**** Records for the exercise

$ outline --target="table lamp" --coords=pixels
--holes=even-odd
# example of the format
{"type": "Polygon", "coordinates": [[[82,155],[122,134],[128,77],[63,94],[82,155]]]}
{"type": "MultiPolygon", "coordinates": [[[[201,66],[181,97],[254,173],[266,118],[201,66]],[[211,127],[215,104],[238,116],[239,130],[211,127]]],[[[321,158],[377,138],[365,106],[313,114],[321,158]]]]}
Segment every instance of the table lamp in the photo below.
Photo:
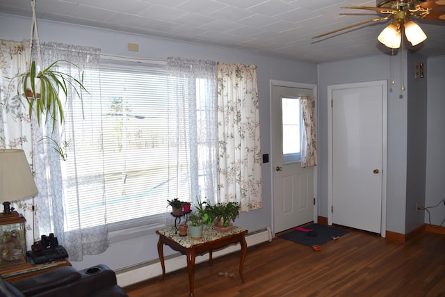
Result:
{"type": "Polygon", "coordinates": [[[37,193],[23,150],[0,149],[0,202],[3,202],[4,207],[3,216],[12,214],[10,201],[28,198],[37,193]]]}

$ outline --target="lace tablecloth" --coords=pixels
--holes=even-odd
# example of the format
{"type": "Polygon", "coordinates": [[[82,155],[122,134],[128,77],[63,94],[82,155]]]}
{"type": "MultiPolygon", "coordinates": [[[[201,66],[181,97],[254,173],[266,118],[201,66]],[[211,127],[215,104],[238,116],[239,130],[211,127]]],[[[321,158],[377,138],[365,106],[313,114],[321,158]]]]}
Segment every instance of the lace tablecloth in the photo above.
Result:
{"type": "Polygon", "coordinates": [[[219,239],[227,235],[236,234],[245,231],[248,231],[247,229],[234,226],[233,228],[229,231],[220,232],[216,231],[209,225],[204,225],[202,229],[202,237],[201,239],[197,240],[192,239],[190,234],[187,234],[186,236],[179,236],[179,232],[178,231],[177,232],[175,227],[167,227],[165,228],[160,229],[156,231],[156,233],[159,233],[167,237],[171,238],[184,248],[190,248],[195,244],[204,243],[204,242],[219,239]]]}

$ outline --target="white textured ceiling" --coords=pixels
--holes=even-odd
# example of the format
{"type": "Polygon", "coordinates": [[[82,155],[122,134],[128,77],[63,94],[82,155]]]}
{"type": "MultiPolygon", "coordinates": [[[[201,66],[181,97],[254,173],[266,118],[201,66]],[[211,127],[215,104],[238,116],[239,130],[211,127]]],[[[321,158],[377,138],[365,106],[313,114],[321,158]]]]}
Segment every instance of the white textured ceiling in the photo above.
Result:
{"type": "MultiPolygon", "coordinates": [[[[373,11],[340,8],[375,6],[375,0],[37,0],[36,3],[38,19],[248,49],[316,63],[389,52],[377,40],[386,23],[312,38],[375,17],[373,11]]],[[[0,0],[0,13],[31,17],[31,8],[30,0],[0,0]]],[[[445,22],[419,23],[428,39],[414,48],[410,45],[406,48],[425,56],[445,54],[445,22]]]]}

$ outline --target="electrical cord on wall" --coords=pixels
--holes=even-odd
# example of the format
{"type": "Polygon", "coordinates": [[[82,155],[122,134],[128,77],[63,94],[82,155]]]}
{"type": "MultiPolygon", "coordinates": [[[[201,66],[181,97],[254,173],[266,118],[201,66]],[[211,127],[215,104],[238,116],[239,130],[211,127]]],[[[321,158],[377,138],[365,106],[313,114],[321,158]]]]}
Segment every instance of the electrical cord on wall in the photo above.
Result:
{"type": "Polygon", "coordinates": [[[444,198],[442,200],[439,201],[439,202],[436,205],[435,205],[433,207],[419,207],[419,209],[424,210],[424,211],[426,211],[426,212],[428,213],[428,222],[430,223],[430,226],[433,227],[435,228],[439,228],[439,227],[442,227],[442,225],[444,225],[444,222],[445,222],[445,218],[444,218],[442,220],[442,221],[440,223],[440,225],[438,225],[438,226],[435,226],[435,225],[432,225],[431,224],[431,213],[430,212],[428,209],[437,207],[441,203],[443,203],[444,205],[445,205],[445,198],[444,198]]]}

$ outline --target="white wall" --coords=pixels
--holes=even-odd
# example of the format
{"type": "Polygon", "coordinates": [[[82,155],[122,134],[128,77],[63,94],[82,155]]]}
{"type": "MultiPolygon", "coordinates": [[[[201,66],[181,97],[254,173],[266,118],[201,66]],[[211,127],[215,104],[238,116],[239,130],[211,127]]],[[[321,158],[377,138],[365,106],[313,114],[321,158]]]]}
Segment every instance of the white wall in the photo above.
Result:
{"type": "MultiPolygon", "coordinates": [[[[31,19],[0,15],[0,39],[21,40],[29,38],[31,19]]],[[[282,58],[256,54],[248,51],[165,39],[150,38],[92,28],[67,26],[39,20],[41,41],[97,47],[104,54],[166,59],[168,56],[208,59],[221,62],[254,64],[257,66],[259,92],[262,154],[270,152],[269,81],[270,79],[316,84],[316,65],[282,58]],[[139,45],[139,52],[128,51],[127,43],[139,45]]],[[[236,225],[250,231],[270,226],[272,222],[271,170],[270,163],[262,168],[263,209],[242,213],[236,225]]],[[[57,236],[57,235],[56,235],[57,236]]],[[[78,268],[104,263],[113,269],[127,267],[157,259],[157,236],[152,232],[131,240],[112,243],[104,253],[86,257],[74,262],[78,268]]],[[[165,250],[165,255],[169,254],[165,250]]]]}
{"type": "MultiPolygon", "coordinates": [[[[433,207],[445,198],[445,56],[429,58],[428,79],[428,119],[426,134],[426,191],[425,204],[433,207]]],[[[443,203],[429,209],[431,223],[439,225],[445,219],[443,203]]],[[[429,223],[425,214],[425,223],[429,223]]]]}

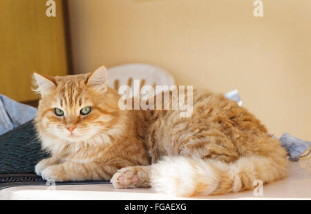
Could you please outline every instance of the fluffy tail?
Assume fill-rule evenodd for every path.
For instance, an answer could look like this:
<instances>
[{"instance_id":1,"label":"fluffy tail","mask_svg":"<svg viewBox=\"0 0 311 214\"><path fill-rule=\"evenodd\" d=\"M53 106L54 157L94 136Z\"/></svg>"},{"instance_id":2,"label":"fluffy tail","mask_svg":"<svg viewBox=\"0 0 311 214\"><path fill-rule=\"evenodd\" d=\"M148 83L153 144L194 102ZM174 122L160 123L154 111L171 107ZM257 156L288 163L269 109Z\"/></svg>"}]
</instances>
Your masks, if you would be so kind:
<instances>
[{"instance_id":1,"label":"fluffy tail","mask_svg":"<svg viewBox=\"0 0 311 214\"><path fill-rule=\"evenodd\" d=\"M226 164L220 161L167 157L151 169L151 186L157 192L179 196L222 194L251 190L286 176L285 157L249 156Z\"/></svg>"}]
</instances>

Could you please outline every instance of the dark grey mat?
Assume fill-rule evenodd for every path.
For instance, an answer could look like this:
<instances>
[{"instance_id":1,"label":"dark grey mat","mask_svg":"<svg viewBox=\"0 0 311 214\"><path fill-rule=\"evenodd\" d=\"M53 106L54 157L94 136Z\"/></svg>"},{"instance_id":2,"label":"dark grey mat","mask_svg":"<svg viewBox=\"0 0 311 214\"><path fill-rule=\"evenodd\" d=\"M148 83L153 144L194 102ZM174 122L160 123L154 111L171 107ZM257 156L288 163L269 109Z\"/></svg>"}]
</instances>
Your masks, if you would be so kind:
<instances>
[{"instance_id":1,"label":"dark grey mat","mask_svg":"<svg viewBox=\"0 0 311 214\"><path fill-rule=\"evenodd\" d=\"M58 185L109 184L109 181L82 181L56 182ZM0 190L8 187L20 186L46 186L49 183L35 174L4 174L0 175Z\"/></svg>"}]
</instances>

********

To do
Apart from the pictures, the entries above are to be repeated in full and exactly.

Solved problem
$ outline --target="table lamp" --coords=pixels
--holes=even-odd
# example of the format
{"type": "Polygon", "coordinates": [[[82,155],[122,134],[128,77],[63,94],[82,155]]]}
{"type": "MultiPolygon", "coordinates": [[[[201,66],[181,97],[254,173],[266,118],[201,66]],[[211,127],[215,104],[238,116],[239,130],[211,127]]],[[[321,158],[377,138],[365,106],[313,114],[321,158]]]]}
Segment every instance of the table lamp in the photo below.
Photo:
Result:
{"type": "Polygon", "coordinates": [[[37,193],[23,150],[0,149],[0,202],[3,202],[4,207],[3,216],[12,214],[10,201],[28,198],[37,193]]]}

$ outline --target="lace tablecloth" --coords=pixels
--holes=even-odd
# example of the format
{"type": "Polygon", "coordinates": [[[82,155],[122,134],[128,77],[63,94],[82,155]]]}
{"type": "MultiPolygon", "coordinates": [[[[201,66],[181,97],[254,173],[266,118],[201,66]],[[211,127],[215,104],[238,116],[239,130],[211,127]]],[[[321,158],[377,138],[365,106],[313,114],[321,158]]]]}
Segment every instance of the lace tablecloth in the photo above.
Result:
{"type": "Polygon", "coordinates": [[[219,239],[227,235],[236,234],[245,231],[248,231],[247,229],[234,226],[233,228],[229,231],[220,232],[216,231],[209,225],[204,225],[202,229],[202,237],[201,239],[197,240],[192,239],[190,234],[187,234],[186,236],[179,236],[179,232],[178,231],[177,232],[175,227],[167,227],[165,228],[160,229],[156,231],[156,233],[159,233],[167,237],[171,238],[184,248],[190,248],[195,244],[204,243],[204,242],[219,239]]]}

$ outline --target="white textured ceiling" --coords=pixels
--holes=even-odd
# example of the format
{"type": "Polygon", "coordinates": [[[82,155],[122,134],[128,77],[63,94],[82,155]]]}
{"type": "MultiPolygon", "coordinates": [[[[201,66],[181,97],[254,173],[266,118],[201,66]],[[211,127],[215,104],[238,116],[239,130],[211,127]]],[[[321,158],[377,138],[365,106],[313,114],[321,158]]]]}
Segment every instance of the white textured ceiling in the photo above.
Result:
{"type": "MultiPolygon", "coordinates": [[[[373,11],[340,8],[375,6],[375,0],[37,0],[36,3],[38,19],[248,49],[316,63],[389,52],[377,40],[386,23],[312,38],[375,17],[373,11]]],[[[0,0],[0,13],[31,17],[31,8],[30,0],[0,0]]],[[[445,22],[419,23],[428,39],[414,48],[410,45],[406,48],[425,56],[445,54],[445,22]]]]}

$ outline --target="electrical cord on wall" --coords=pixels
--holes=even-odd
# example of the format
{"type": "Polygon", "coordinates": [[[82,155],[122,134],[128,77],[63,94],[82,155]]]}
{"type": "MultiPolygon", "coordinates": [[[[201,66],[181,97],[254,173],[266,118],[201,66]],[[211,127],[215,104],[238,116],[239,130],[211,127]]],[[[321,158],[377,138],[365,106],[313,114],[321,158]]]]}
Segment every instance of the electrical cord on wall in the photo above.
Result:
{"type": "Polygon", "coordinates": [[[444,198],[442,200],[439,201],[439,202],[436,205],[435,205],[433,207],[419,207],[419,209],[424,210],[424,211],[426,211],[426,212],[428,213],[428,222],[430,223],[430,226],[433,227],[435,228],[439,228],[439,227],[442,227],[442,225],[444,225],[444,222],[445,222],[445,218],[444,218],[442,220],[442,221],[440,223],[440,225],[438,225],[438,226],[435,226],[435,225],[432,225],[431,224],[431,213],[430,212],[428,209],[437,207],[441,203],[443,203],[444,205],[445,205],[445,198],[444,198]]]}

$ outline --target="white wall" --coords=pixels
--holes=even-odd
# example of the format
{"type": "Polygon", "coordinates": [[[82,155],[122,134],[128,77],[63,94],[82,155]]]}
{"type": "MultiPolygon", "coordinates": [[[[201,66],[181,97],[254,173],[266,118],[201,66]],[[211,127],[215,104],[238,116],[239,130],[211,127]]],[[[321,158],[377,138],[365,106],[313,114],[321,158]]]]}
Segment every instance of the white wall in the photo above.
Result:
{"type": "MultiPolygon", "coordinates": [[[[31,19],[0,15],[0,39],[21,40],[29,38],[31,19]]],[[[282,58],[256,54],[248,51],[165,39],[150,38],[92,28],[67,26],[39,20],[41,41],[97,47],[104,54],[166,59],[168,56],[208,59],[221,62],[254,64],[257,66],[259,92],[262,154],[270,152],[269,81],[270,79],[316,84],[316,65],[282,58]],[[139,45],[139,52],[128,51],[127,43],[139,45]]],[[[236,225],[250,231],[270,226],[272,222],[271,170],[270,163],[262,168],[263,209],[242,213],[236,225]]],[[[57,236],[57,235],[56,235],[57,236]]],[[[78,268],[104,263],[113,269],[127,267],[157,259],[157,236],[152,232],[131,240],[112,243],[104,253],[86,257],[74,262],[78,268]]],[[[165,250],[165,255],[169,254],[165,250]]]]}
{"type": "MultiPolygon", "coordinates": [[[[433,207],[445,198],[445,56],[429,58],[428,79],[428,119],[426,134],[426,191],[425,204],[433,207]]],[[[443,203],[429,209],[431,223],[439,225],[445,219],[443,203]]],[[[429,223],[425,214],[425,223],[429,223]]]]}

Could you please outline every instance of the fluffy tail?
Assume fill-rule evenodd for every path.
For instance, an answer could look like this:
<instances>
[{"instance_id":1,"label":"fluffy tail","mask_svg":"<svg viewBox=\"0 0 311 214\"><path fill-rule=\"evenodd\" d=\"M53 106L54 157L94 136Z\"/></svg>"},{"instance_id":2,"label":"fluffy tail","mask_svg":"<svg viewBox=\"0 0 311 214\"><path fill-rule=\"evenodd\" d=\"M148 83L153 144L194 102ZM174 122L160 123L154 111L171 107ZM257 156L288 163L269 109Z\"/></svg>"}]
</instances>
Your masks, if you would be so kind:
<instances>
[{"instance_id":1,"label":"fluffy tail","mask_svg":"<svg viewBox=\"0 0 311 214\"><path fill-rule=\"evenodd\" d=\"M226 164L220 161L167 157L151 169L151 186L157 192L179 196L222 194L251 190L286 176L285 157L249 156Z\"/></svg>"}]
</instances>

Could you please outline every instance of the dark grey mat?
Assume fill-rule evenodd for every path.
For instance, an answer could look like this:
<instances>
[{"instance_id":1,"label":"dark grey mat","mask_svg":"<svg viewBox=\"0 0 311 214\"><path fill-rule=\"evenodd\" d=\"M53 106L54 157L94 136Z\"/></svg>"},{"instance_id":2,"label":"dark grey mat","mask_svg":"<svg viewBox=\"0 0 311 214\"><path fill-rule=\"evenodd\" d=\"M148 83L153 144L194 102ZM174 122L160 123L154 111L171 107ZM257 156L288 163L269 109Z\"/></svg>"}]
</instances>
Your masks, if you would be so kind:
<instances>
[{"instance_id":1,"label":"dark grey mat","mask_svg":"<svg viewBox=\"0 0 311 214\"><path fill-rule=\"evenodd\" d=\"M58 185L109 184L109 181L82 181L56 182ZM0 190L8 187L20 186L46 186L49 183L35 174L4 174L0 175Z\"/></svg>"}]
</instances>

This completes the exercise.